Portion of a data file
• • • • •

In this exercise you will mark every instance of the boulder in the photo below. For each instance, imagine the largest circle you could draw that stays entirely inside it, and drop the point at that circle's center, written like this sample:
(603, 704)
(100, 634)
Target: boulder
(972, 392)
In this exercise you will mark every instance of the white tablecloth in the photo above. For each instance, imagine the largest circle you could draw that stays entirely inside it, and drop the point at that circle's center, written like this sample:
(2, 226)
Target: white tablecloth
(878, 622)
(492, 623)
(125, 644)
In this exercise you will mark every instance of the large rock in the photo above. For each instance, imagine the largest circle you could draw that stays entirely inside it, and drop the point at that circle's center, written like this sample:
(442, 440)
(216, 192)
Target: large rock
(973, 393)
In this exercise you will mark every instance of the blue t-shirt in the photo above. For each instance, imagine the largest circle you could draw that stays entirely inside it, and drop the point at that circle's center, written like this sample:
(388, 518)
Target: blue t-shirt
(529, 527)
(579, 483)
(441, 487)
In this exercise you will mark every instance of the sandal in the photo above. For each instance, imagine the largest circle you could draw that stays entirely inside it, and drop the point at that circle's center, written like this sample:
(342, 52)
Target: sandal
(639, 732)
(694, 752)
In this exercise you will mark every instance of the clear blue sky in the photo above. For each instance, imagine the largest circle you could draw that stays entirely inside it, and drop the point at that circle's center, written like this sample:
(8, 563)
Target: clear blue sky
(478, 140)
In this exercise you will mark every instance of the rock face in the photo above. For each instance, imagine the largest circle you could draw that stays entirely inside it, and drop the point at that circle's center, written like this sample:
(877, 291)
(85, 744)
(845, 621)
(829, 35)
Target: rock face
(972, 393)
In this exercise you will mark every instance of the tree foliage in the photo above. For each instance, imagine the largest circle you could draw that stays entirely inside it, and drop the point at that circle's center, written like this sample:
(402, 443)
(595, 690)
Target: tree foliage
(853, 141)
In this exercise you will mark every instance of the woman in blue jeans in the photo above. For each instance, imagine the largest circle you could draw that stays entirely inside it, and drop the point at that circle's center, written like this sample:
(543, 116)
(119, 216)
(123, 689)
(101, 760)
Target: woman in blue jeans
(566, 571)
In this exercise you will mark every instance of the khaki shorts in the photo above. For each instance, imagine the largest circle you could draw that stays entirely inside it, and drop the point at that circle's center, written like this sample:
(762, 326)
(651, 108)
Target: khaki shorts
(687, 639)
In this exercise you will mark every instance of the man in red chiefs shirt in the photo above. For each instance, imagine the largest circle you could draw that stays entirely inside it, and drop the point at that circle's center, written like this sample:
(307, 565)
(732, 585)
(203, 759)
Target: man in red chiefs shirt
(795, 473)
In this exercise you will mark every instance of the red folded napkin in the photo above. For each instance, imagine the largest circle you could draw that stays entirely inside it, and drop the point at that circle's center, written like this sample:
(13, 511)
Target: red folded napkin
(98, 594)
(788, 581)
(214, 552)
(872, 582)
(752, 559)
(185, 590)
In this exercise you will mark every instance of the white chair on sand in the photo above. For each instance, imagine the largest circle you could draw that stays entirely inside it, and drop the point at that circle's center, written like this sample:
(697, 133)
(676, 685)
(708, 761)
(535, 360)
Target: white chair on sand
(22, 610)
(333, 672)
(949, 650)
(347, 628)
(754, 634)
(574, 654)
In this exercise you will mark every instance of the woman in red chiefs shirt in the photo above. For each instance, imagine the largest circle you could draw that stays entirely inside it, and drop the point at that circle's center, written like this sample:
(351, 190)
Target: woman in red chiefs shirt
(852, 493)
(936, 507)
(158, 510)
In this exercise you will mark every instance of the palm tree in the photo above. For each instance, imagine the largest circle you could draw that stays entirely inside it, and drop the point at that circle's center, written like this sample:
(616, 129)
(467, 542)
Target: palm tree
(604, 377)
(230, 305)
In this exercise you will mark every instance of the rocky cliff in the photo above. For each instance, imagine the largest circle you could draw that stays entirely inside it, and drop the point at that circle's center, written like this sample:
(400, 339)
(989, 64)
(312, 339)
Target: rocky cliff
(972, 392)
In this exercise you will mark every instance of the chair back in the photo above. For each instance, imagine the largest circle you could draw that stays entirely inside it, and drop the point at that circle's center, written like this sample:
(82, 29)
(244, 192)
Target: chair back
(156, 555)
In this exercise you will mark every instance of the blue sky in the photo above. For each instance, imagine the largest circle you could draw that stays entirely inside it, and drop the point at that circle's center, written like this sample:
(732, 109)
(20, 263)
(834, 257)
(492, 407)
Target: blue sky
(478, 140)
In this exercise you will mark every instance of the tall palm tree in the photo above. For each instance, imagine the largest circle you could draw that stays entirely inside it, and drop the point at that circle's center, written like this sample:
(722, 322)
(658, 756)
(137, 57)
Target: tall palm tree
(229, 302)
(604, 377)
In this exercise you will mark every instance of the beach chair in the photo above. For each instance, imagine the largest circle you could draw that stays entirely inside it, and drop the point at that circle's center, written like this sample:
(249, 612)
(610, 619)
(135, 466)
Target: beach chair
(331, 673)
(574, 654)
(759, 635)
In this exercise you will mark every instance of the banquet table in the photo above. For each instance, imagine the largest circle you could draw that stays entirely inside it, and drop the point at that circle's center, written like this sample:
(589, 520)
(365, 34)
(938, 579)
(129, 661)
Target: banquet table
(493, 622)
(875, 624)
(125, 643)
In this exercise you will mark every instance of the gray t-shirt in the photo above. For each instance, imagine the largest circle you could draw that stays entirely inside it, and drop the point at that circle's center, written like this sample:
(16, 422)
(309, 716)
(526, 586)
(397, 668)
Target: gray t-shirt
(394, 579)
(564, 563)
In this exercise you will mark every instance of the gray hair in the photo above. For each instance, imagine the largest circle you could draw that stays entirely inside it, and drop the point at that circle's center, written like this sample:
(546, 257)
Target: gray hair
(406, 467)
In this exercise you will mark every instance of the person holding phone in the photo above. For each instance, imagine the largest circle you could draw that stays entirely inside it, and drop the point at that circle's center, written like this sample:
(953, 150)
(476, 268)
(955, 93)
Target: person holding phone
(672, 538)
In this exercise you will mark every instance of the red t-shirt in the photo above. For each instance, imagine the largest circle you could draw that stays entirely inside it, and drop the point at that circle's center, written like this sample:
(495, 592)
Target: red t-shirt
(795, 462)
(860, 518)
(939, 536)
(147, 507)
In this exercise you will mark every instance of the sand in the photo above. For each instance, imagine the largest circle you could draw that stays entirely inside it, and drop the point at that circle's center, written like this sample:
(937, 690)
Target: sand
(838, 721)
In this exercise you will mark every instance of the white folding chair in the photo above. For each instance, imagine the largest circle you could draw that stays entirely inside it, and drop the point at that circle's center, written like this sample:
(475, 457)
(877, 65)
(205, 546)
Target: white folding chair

• • • • •

Task statement
Please recast the entries above as a JSON list of strings, with one string per line and blank lines left out.

The output
[
  "In this exercise you will mark every instance of the boulder in the photo below. For each instance, imagine the largest circle you could draw that stays entirely inside it, and drop the point at that circle's center, written like this sample:",
  "(603, 704)",
  "(100, 634)",
  "Target: boulder",
  "(972, 392)",
  "In this exercise you will mark every instance of the white tablecloth in the photo above. For each instance, imagine the largest circle you could draw that stays entirely inside it, and drop the point at that circle's center, written like this sample:",
  "(2, 226)",
  "Target: white tablecloth",
  "(878, 622)",
  "(492, 623)",
  "(125, 644)",
  "In this exercise you will mark every instance of the large rock in the photo above. For each instance, imagine the largest circle you could draw that stays entirely inside it, and drop the point at that circle's center, written like this sample:",
  "(442, 440)",
  "(216, 192)",
  "Target: large rock",
  "(973, 393)",
  "In this exercise you will mark every instance of the blue t-shirt in the photo above. For each instance, imagine the largest circle you could draw that stays entirely inside it, and drop the point at that circle's center, written like this sample:",
  "(388, 518)",
  "Target: blue t-shirt",
  "(529, 527)",
  "(579, 483)",
  "(441, 487)",
  "In this exercise you will mark every instance of the sandal in the photo above. For each instance, imagine the largest circle you could draw that stays entirely inside it, and drop the point at that circle's center, written like this sample:",
  "(342, 52)",
  "Target: sandal",
  "(639, 732)",
  "(694, 752)",
  "In this exercise you will mark every instance of the clear blue sky in the photo above. For each instance, imagine the largest circle you could draw that stays entirely inside it, and drop the point at that circle's center, written like this sample:",
  "(8, 563)",
  "Target: clear blue sky",
  "(478, 140)",
  "In this exercise you will mark every instance of the rock face in the photo above. For each instance, imagine the largest circle you could draw that stays entirely inside it, and drop the point at that circle's center, written like this sample:",
  "(877, 291)",
  "(85, 744)",
  "(845, 621)",
  "(829, 35)",
  "Target: rock face",
  "(972, 393)",
  "In this exercise you will mark every instance of the tree foliage in the photo above. For each instance, imagine the largest circle you could draw that stays entirely inside it, and drop the point at that circle's center, written like this sample:",
  "(402, 443)",
  "(595, 690)",
  "Target: tree foliage",
  "(853, 141)",
  "In this exercise you will mark every instance of the woman in blue jeans in the photo above. For each instance, imagine the largest circle you could draw that stays entirely inside it, and drop the point at that circle's center, written like this sample:",
  "(543, 116)",
  "(119, 216)",
  "(123, 689)",
  "(101, 760)",
  "Target: woman in blue jeans",
  "(566, 571)",
  "In this exercise you will mark every instance of the khaki shorts in the photo above. For each instance, imagine the largest circle you could draw that stays entirely inside it, and drop the point at that circle's center, written like this sample:",
  "(762, 326)",
  "(651, 108)",
  "Target: khaki shorts",
  "(687, 639)",
  "In this exercise you will mark every instance of the man in red chiefs shirt in the photo above. For each instance, imagine the largest circle you could draw that stays entirely inside it, and drop the point at that circle's center, written like this sample:",
  "(307, 565)",
  "(732, 585)",
  "(203, 759)",
  "Target: man in red chiefs shirt",
  "(795, 473)",
  "In this exercise you will mark every instance of the red folded napkin in the photo above. For each instance, imagine the largest circle you could draw that stays entirely inside it, and drop the point at that circle's center, written like this sample:",
  "(13, 511)",
  "Target: red folded napkin",
  "(98, 594)",
  "(788, 581)",
  "(214, 552)",
  "(872, 582)",
  "(752, 559)",
  "(185, 590)",
  "In this exercise you will mark every instance of the white chair on sand in the photo above. For each instance, imagine the largest circle you could draw that stays entirely inside it, and drop the point at that circle's center, written like this sample:",
  "(697, 133)",
  "(676, 685)",
  "(708, 761)",
  "(535, 360)",
  "Target: white chair on sand",
  "(22, 610)",
  "(333, 672)",
  "(949, 650)",
  "(347, 628)",
  "(754, 634)",
  "(574, 654)",
  "In this exercise you will mark every instance of the woman in red chiefs shirt in the photo above. For each instance, imagine the largest circle you could draw that stays entirely inside it, and drop the point at that circle's center, written like this sample:",
  "(351, 190)",
  "Target: woman in red chiefs shirt",
  "(852, 493)",
  "(936, 507)",
  "(158, 510)",
  "In this exercise you will mark every instance of the palm tree in the photo above. For each instance, imagine the largest circle you could draw that stays entirely inside it, and drop the point at that circle's center, written like this sample:",
  "(616, 129)",
  "(467, 542)",
  "Target: palm tree",
  "(604, 377)",
  "(230, 305)",
  "In this exercise you will mark every instance of the rocky cliff in the photo above. For each instance, imagine the largest circle you could draw that stays entirely inside it, and drop the point at that circle's center, written like this sample:",
  "(400, 339)",
  "(989, 64)",
  "(312, 339)",
  "Target: rocky cliff",
  "(972, 392)",
  "In this exercise you will mark every instance of the chair back in the photo above. For each instance, imagine the largest circle you could draw that stays entirely inside it, and drop the point at that circle's center, written like this sample:",
  "(82, 29)",
  "(244, 192)",
  "Target: chair back",
  "(156, 555)",
  "In this exercise you will mark every instance of the blue sky in the photo above. For each instance, imagine the largest circle you could draw that stays entirely inside it, and drop the point at that circle's center, written like this sample:",
  "(732, 109)",
  "(20, 263)",
  "(834, 257)",
  "(492, 407)",
  "Target: blue sky",
  "(478, 140)",
  "In this exercise you will mark every instance of the tall palm tree in the photo above. For each instance, imagine the largest circle you could draw that stays entirely inside it, and drop the point at that circle's center, written like this sample:",
  "(722, 322)",
  "(658, 756)",
  "(137, 57)",
  "Target: tall palm tree",
  "(229, 302)",
  "(604, 377)",
  "In this exercise you will mark every instance of the beach chair in the photo above. For each instance, imagine the largest circle you could draw that stays entirely inside it, and drop the point at that circle's center, written like this sample:",
  "(249, 612)",
  "(610, 619)",
  "(135, 466)",
  "Target: beach chair",
  "(331, 673)",
  "(574, 654)",
  "(759, 635)",
  "In this exercise you will mark every instance of the banquet table in the photo above. For each instance, imagine the largest circle you could draw that stays entirely inside it, and drop the point at that circle's center, written like this sample:",
  "(589, 520)",
  "(365, 34)",
  "(938, 579)",
  "(129, 661)",
  "Target: banquet table",
  "(493, 622)",
  "(875, 624)",
  "(125, 643)",
  "In this exercise you will mark every instance of the gray t-shirt in the photo above. For each instance, imagine the largest circle you could draw that stays entirely inside it, and drop the point at that circle's center, written like this sample:",
  "(16, 422)",
  "(309, 716)",
  "(526, 586)",
  "(397, 668)",
  "Target: gray t-shirt",
  "(394, 579)",
  "(564, 563)",
  "In this exercise you will mark every instance of the gray hair in the photo above. For each instance, imagine the largest circle you could draw that stays entirely inside it, and drop the point at that circle's center, written like this sample:",
  "(546, 257)",
  "Target: gray hair",
  "(406, 467)",
  "In this exercise you will mark every instance of the person holding phone in the photo above. For each instance, imagine the largest circle you could draw that stays entirely inside it, and drop the point at that circle's center, written like this sample:",
  "(953, 150)",
  "(476, 268)",
  "(955, 93)",
  "Target: person holding phone",
  "(672, 538)",
  "In this exercise you will mark every instance of the red t-shirt in the photo above. For each instance, imagine the largest circle you could draw that stays entirely inside it, and drop the point at that circle's center, written like this sample:",
  "(495, 592)",
  "Target: red t-shirt",
  "(795, 462)",
  "(860, 518)",
  "(939, 536)",
  "(147, 507)",
  "In this exercise you will mark every instance of the sand in the photo above. For each instance, imagine the largest circle you could draw that stays entirely inside it, and drop the point at that circle's center, written like this sample:",
  "(937, 690)",
  "Target: sand",
  "(838, 721)",
  "In this exercise you will mark every instance of the white folding chair in the photo above. For each instance, imagine the largest circle you could draw that stays entirely inside it, and drop the point at that circle's center, written like this sample:",
  "(475, 457)",
  "(877, 65)",
  "(205, 546)",
  "Target: white folding chair"
]